begin Input

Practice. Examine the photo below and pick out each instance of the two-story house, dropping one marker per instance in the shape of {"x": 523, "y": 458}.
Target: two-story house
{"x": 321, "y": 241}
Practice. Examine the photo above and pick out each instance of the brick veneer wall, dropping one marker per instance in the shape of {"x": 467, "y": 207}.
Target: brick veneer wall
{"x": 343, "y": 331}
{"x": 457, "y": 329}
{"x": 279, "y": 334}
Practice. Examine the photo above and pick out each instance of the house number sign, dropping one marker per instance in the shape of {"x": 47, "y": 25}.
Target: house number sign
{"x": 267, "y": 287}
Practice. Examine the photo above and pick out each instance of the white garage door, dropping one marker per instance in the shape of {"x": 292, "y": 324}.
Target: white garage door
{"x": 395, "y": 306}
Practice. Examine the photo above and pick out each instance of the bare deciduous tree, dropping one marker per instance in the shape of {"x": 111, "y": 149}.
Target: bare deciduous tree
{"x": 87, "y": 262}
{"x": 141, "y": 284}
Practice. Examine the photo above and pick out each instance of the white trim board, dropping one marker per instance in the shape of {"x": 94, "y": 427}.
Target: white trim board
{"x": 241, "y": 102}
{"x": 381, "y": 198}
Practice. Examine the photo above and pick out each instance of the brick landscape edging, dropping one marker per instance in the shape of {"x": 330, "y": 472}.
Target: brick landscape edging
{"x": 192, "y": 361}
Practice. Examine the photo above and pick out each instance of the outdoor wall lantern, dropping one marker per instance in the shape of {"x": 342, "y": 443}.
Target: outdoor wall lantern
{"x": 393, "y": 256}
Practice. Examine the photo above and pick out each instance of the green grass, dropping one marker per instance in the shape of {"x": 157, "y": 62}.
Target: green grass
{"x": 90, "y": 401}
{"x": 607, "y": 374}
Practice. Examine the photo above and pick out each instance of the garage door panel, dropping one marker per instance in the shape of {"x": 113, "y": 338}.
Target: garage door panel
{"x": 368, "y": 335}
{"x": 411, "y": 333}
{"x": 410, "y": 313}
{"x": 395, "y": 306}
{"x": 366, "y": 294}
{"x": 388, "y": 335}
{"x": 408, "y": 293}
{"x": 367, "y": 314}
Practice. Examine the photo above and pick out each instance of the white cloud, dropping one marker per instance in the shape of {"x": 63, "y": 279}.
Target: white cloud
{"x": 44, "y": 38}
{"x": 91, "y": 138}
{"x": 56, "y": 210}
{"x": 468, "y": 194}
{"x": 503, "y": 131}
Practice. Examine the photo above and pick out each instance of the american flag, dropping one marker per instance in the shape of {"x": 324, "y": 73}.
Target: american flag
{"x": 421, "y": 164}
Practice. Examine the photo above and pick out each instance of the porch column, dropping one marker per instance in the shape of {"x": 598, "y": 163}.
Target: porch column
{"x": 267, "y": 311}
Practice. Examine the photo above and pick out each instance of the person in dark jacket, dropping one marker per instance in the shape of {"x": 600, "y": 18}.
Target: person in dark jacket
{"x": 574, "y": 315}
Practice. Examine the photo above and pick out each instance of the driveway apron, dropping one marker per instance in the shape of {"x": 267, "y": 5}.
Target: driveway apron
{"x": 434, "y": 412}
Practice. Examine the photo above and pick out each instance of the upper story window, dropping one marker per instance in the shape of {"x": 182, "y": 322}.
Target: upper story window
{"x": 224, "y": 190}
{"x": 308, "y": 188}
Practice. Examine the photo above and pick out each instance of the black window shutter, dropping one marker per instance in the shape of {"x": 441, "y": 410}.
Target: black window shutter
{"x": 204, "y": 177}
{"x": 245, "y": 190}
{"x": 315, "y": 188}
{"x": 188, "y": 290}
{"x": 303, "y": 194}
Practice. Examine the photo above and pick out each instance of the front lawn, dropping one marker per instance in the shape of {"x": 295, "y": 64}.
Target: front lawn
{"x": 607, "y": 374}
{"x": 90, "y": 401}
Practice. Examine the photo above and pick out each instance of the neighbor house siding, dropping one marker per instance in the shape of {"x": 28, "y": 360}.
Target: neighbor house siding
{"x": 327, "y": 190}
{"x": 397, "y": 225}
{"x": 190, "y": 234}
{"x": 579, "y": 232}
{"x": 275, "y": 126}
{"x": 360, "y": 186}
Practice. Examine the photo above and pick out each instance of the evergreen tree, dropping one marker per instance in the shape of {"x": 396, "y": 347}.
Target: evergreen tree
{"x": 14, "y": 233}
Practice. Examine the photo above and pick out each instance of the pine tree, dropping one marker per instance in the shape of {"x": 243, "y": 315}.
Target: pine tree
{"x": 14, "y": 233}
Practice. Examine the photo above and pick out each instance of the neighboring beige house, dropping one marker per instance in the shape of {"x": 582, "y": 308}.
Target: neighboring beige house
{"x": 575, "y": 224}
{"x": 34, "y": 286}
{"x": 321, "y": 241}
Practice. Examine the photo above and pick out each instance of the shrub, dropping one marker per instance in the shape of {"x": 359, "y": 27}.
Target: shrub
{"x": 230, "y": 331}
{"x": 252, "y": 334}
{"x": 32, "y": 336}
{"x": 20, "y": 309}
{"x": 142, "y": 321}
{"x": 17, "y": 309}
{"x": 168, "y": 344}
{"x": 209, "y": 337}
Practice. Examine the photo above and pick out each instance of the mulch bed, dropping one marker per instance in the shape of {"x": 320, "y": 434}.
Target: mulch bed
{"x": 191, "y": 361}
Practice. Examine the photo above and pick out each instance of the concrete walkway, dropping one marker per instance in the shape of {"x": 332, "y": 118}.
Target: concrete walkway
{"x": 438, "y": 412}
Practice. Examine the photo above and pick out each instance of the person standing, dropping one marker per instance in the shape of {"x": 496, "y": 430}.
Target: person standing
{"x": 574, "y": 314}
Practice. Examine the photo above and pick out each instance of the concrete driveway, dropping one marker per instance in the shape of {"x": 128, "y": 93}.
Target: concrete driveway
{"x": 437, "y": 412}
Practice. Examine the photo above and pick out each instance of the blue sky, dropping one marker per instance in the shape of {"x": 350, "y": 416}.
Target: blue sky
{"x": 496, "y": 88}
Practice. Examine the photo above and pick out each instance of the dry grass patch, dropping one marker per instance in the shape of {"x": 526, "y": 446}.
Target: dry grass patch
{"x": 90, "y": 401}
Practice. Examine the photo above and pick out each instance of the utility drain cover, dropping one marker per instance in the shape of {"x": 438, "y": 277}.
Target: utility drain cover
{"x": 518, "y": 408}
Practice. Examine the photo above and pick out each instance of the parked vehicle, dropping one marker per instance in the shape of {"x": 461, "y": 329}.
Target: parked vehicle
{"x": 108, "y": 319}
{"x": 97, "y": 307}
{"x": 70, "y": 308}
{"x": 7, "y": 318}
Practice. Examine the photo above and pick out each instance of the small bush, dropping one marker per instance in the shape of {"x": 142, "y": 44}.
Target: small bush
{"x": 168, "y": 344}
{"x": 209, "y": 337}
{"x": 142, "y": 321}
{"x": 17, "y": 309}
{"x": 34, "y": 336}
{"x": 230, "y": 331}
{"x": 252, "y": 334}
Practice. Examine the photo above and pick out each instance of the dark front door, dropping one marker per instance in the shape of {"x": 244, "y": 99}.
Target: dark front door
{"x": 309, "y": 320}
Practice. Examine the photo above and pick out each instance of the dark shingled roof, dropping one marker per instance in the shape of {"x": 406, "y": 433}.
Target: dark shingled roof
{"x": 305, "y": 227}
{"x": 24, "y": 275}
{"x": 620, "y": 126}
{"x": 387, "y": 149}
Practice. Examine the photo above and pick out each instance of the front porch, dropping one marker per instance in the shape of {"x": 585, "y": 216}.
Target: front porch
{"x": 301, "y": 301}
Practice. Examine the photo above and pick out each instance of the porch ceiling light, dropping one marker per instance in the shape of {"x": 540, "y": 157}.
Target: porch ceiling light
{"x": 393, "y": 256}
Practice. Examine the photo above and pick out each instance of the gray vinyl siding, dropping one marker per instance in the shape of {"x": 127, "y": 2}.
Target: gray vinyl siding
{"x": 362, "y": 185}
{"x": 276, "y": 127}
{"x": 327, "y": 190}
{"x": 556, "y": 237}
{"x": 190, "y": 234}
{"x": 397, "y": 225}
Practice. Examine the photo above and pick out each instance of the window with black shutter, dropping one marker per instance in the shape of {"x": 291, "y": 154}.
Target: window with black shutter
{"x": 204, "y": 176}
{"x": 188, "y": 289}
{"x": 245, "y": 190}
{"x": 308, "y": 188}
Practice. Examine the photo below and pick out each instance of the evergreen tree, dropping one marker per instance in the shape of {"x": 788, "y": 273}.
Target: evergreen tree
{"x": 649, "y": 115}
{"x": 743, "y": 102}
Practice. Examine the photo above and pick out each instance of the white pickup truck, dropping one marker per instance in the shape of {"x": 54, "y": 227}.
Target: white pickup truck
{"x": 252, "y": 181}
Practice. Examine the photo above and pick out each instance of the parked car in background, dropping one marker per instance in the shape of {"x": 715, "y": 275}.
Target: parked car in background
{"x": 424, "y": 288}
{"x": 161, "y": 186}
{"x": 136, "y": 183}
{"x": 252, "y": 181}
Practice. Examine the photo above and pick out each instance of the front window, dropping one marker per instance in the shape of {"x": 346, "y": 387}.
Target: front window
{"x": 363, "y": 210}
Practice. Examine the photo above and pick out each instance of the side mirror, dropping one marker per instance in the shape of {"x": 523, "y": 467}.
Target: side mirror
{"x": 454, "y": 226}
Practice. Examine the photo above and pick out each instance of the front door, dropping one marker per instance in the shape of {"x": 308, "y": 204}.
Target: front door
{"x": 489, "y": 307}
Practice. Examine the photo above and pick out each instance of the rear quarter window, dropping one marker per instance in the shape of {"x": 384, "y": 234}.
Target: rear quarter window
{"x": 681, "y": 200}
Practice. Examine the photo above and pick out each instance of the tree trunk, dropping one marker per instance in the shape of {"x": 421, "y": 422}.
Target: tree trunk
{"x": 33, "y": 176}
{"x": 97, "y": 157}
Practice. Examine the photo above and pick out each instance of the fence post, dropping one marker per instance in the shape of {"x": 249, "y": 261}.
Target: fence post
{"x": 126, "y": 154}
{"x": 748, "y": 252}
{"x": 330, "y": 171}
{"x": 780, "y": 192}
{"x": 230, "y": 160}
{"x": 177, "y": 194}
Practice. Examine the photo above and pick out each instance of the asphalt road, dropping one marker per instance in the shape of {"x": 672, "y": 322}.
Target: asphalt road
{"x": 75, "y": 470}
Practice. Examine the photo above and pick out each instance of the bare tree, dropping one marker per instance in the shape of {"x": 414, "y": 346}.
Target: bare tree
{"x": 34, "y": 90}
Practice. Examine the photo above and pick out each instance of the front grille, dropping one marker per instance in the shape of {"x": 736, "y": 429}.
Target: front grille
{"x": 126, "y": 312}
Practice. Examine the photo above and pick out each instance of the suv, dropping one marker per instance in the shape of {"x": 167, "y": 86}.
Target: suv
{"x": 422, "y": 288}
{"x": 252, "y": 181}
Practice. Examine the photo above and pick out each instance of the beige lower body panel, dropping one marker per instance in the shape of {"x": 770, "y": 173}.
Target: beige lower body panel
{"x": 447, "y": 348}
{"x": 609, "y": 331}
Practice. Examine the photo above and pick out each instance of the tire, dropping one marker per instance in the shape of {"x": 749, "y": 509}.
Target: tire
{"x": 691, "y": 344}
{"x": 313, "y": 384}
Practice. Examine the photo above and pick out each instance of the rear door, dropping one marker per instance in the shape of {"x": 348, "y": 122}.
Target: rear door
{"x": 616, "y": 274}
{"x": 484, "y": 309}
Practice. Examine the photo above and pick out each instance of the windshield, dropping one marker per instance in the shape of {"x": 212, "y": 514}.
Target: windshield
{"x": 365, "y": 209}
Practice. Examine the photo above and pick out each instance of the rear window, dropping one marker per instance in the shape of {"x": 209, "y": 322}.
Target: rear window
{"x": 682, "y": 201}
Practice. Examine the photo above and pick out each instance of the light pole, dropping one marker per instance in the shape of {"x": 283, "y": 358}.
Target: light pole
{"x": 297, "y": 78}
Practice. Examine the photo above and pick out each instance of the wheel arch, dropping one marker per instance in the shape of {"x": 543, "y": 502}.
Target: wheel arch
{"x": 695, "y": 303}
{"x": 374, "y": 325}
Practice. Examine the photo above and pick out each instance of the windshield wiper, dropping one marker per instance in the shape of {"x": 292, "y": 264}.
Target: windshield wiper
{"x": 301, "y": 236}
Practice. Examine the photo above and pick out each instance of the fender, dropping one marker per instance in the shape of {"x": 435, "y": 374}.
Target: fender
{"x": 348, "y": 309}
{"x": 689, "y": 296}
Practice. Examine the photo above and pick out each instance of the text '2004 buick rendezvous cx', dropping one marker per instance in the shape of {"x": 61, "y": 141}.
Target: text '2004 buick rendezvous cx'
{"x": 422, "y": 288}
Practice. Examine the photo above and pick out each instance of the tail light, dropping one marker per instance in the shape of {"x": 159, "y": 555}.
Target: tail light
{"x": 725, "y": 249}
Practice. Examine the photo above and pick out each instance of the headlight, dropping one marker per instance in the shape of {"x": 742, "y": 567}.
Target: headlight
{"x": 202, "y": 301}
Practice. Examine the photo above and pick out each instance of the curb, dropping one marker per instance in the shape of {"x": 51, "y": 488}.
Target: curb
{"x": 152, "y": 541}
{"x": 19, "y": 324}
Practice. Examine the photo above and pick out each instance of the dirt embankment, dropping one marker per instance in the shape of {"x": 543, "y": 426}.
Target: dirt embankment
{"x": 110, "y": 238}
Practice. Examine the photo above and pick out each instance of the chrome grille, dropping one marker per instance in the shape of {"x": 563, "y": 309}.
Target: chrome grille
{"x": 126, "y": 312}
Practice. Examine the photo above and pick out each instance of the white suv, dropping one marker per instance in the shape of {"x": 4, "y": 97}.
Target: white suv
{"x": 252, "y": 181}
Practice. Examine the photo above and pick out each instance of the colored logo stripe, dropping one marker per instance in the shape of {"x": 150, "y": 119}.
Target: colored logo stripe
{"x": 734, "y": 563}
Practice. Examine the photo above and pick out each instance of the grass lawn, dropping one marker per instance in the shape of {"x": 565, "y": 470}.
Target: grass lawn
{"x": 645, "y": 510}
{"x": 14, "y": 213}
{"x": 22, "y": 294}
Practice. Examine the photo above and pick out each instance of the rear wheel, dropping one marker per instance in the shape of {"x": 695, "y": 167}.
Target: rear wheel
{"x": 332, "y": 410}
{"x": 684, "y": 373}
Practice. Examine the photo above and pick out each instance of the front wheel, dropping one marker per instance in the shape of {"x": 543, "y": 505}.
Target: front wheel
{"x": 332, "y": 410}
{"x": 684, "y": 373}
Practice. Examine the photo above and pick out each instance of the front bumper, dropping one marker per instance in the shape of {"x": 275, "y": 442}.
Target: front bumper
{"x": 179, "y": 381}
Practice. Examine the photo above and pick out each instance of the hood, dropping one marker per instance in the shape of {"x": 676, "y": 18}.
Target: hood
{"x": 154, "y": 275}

end Input

Everything from the line with "of the grass" to the end of the listing above needs to be duplicated exactly, both end lines included, with nothing more.

Answer to the exercise:
Practice. Examine the photo above and pick out each instance of the grass lawn, dropping one marker per instance in the shape of {"x": 565, "y": 470}.
Target: grass lawn
{"x": 645, "y": 510}
{"x": 14, "y": 213}
{"x": 22, "y": 294}
Practice. Examine the photo above and pick out each instance of the rear wheel, dropping one marker per instance in the shape of {"x": 695, "y": 167}.
Target: rear wheel
{"x": 332, "y": 410}
{"x": 684, "y": 373}
Practice. Examine the photo above and pick out each instance of the front wheel, dropping one marker per instance in the shape of {"x": 543, "y": 505}.
Target: front wheel
{"x": 332, "y": 410}
{"x": 684, "y": 373}
Practice. Examine the photo above and pick out each instance of the front bumper, dropping one marker per instance in the shape of {"x": 275, "y": 442}.
Target: front bumper
{"x": 179, "y": 381}
Practice. Examine the photo above and pick out each instance of the hood, dropping one marker per instance in the shape of {"x": 676, "y": 18}.
Target: hood
{"x": 154, "y": 275}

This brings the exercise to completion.